TASK DIRECTIONS — Every entry below should be repeated exactly; the pictures should not.

____________________

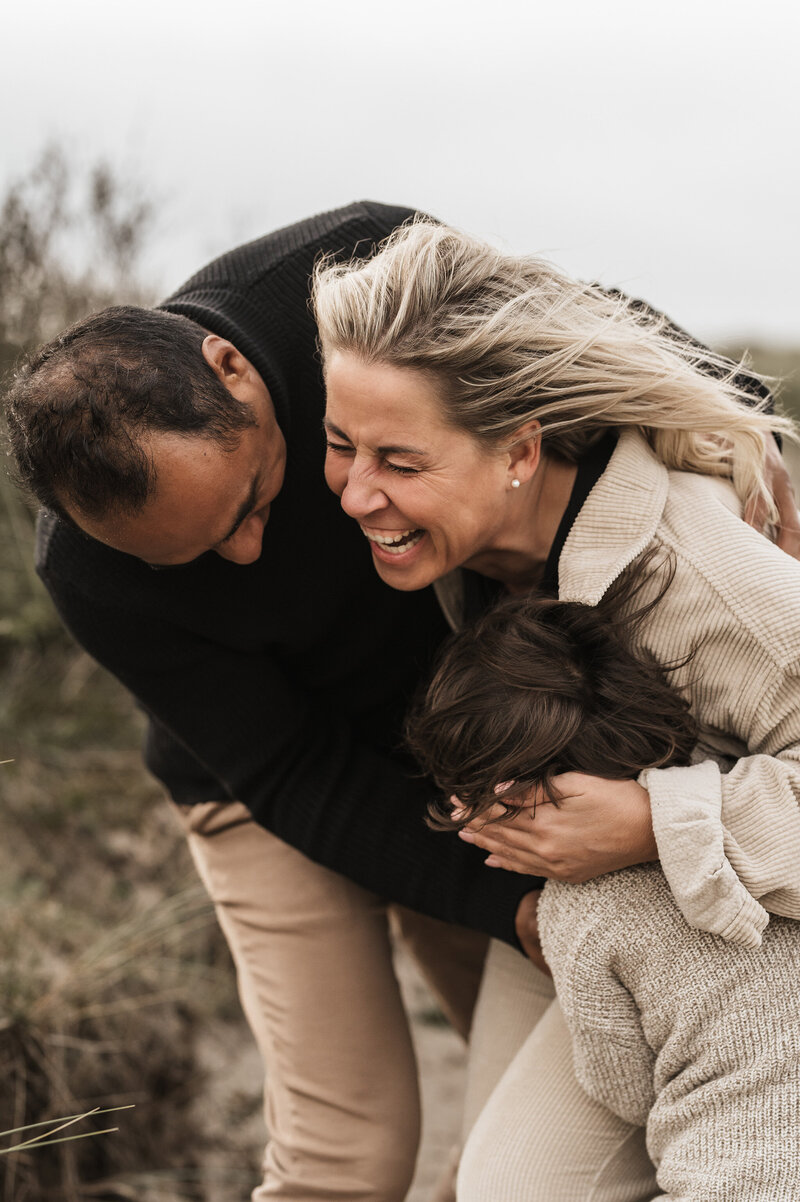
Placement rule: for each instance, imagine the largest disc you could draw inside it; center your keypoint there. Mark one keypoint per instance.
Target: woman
(484, 412)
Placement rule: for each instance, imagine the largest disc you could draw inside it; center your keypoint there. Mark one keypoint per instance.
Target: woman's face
(427, 495)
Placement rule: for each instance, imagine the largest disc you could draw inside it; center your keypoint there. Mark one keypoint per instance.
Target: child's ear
(525, 452)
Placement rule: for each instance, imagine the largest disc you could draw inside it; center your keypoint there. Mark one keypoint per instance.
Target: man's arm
(300, 771)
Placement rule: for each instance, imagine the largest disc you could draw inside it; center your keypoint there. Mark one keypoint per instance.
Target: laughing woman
(495, 427)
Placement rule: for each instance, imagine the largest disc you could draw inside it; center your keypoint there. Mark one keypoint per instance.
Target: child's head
(536, 688)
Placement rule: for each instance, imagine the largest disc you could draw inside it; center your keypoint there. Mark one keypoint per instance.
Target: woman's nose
(360, 495)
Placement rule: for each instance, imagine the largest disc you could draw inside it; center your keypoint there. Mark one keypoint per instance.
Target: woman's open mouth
(394, 543)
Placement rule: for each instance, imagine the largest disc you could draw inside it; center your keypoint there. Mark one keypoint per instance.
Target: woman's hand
(782, 489)
(597, 827)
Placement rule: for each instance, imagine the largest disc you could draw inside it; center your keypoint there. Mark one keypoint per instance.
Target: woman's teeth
(395, 543)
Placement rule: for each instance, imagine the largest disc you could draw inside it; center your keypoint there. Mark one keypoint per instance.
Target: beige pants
(535, 1135)
(314, 964)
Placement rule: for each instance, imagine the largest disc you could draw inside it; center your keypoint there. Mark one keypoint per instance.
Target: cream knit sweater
(696, 1037)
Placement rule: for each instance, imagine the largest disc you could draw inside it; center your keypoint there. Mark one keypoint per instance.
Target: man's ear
(525, 451)
(227, 363)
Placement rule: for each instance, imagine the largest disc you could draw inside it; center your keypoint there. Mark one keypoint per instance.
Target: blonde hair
(511, 338)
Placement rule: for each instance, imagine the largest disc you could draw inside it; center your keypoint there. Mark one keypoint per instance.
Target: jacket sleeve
(729, 842)
(303, 773)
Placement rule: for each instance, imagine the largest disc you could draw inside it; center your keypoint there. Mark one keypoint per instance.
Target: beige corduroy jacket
(729, 843)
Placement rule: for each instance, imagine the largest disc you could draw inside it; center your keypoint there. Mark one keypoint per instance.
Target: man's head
(150, 434)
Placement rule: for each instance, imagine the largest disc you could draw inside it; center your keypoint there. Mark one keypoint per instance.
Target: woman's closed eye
(344, 448)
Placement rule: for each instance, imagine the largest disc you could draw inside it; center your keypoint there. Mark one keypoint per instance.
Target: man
(191, 546)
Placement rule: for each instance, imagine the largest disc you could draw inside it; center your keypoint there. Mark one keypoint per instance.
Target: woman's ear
(525, 452)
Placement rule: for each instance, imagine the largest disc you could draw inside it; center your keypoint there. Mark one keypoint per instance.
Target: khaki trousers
(314, 963)
(535, 1135)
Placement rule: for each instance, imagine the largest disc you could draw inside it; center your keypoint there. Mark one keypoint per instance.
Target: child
(673, 1029)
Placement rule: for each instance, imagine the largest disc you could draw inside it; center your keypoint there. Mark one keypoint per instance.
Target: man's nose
(362, 494)
(244, 547)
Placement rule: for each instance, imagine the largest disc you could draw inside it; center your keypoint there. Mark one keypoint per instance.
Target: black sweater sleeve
(299, 769)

____________________

ANSWER FOR THE TASK —
Placement rule: for each instance, imagine the largest disc you could draw inside it; center your keypoint there. Mark one keypoint per instance.
Target: woman
(484, 412)
Placement rule: for each instance, imagine the largest disc you could draw inside it; center your keypoint there. Mark one keypoint per instance.
Target: woman's face
(427, 495)
Placement rule: for each instance, imagine the largest disc you could draw inside it; center your keypoint there. Mark one keypoint per instance.
Target: child's ear
(525, 452)
Placement rule: for each instance, imagine the largest disc you could draw inside it; center your keypoint there. Mark one keypoint per instance.
Target: man's arm
(300, 771)
Placement rule: for each instance, imagine the largest disc you could draw inside it; center your keypoint there. Mark one keypoint per instance.
Target: laughing woman
(495, 427)
Placement rule: for each instance, imagine the largest disc you could draw inside it; center your keypoint there. Mark one keypoint per instance.
Target: child's head
(536, 688)
Placement rule: for each instance, imagine the largest disc you could draw inside it; center your keypoint there. Mark one keypoint per instance.
Target: woman's nose
(360, 495)
Placement rule: for each instance, imagine the largest disc you could draw inside it; center your keypoint there. Mark one keypoint per instance.
Target: woman's open mouth
(394, 543)
Placement rule: for each instance, imagine the largest disc you could draw inside it; center your keypoint there. Mark one keypoint per instance.
Target: woman's hand
(782, 489)
(597, 827)
Placement rule: for each instance, imagine the largest disc you could draw inside it; center your keypoint there. Mark one keypoint per instance.
Target: woman's teeth
(395, 543)
Placement rule: for each instance, imagine the largest disc you could draw inside it; center your keypoint there. Mark one keypoint per instance.
Target: beige pants
(535, 1135)
(314, 964)
Placement rule: for each instance, imagine the largest disc you could draw inside it; center your keypoint there. Mark one keypoint per instance.
Target: cream knit sweater
(696, 1037)
Placement rule: for each instance, imagine the largest disc you could draw inside it; center your keypoint there. Mark one keypoint per instance.
Target: man's ear
(525, 451)
(227, 363)
Placement rule: for each instance, imagine the largest disc you could draw inside it; center your keypoint there. Mark one keypoint per instance.
Target: blonde hair
(511, 338)
Placement rule: for each instance, imagine the largest disc you could draw inside it; center your keypoint there. Mark one keypoint per instance.
Target: jacket sleeve
(729, 842)
(303, 773)
Placement rule: for each instance, imagine the largest disc you could draw inside it; center your keypoint there. Mark one keypoint per instance.
Target: beige corduroy jacket
(729, 843)
Placement rule: for each instance, imagine the largest disc you could draw inside it; center your keypoint there. Mark one keypoint per instance.
Target: man's head
(150, 434)
Placement rule: for each instance, imagine the largest disc you could draw inside it; center your keypoint there. Mark one keypoint per instance.
Target: woman's closed eye
(344, 448)
Placement rule: for each instance, imagine the largest disc you could draw inside it; center your keypoint there. Mark one keypoint per instance.
Target: man
(191, 546)
Placement rule: for each instance, imagine the largest disc you could draw inside it; center your keypoint there. Mark one keypoint per instance.
Target: woman's ear
(525, 452)
Placement rule: for each instance, imagine the largest disc you could draw inside it; center your keypoint there. Mark one keypoint per instance.
Target: khaki trousers
(314, 963)
(535, 1135)
Placement rule: for each instance, imagine the largest disc you could draw inside it; center your keypoint there. Mark one keypoint per instance.
Target: child
(673, 1029)
Placement rule: for each instance, imagine the largest disc you could draw inside it; center your keypoint there. Mark one keypoint per instance.
Target: man's nose
(362, 494)
(244, 547)
Placement rule: for each instance, imagine the largest disc you could draw inside it; center your keypoint there. Mark one keypoint per instance.
Target: black sweater sleeve
(299, 769)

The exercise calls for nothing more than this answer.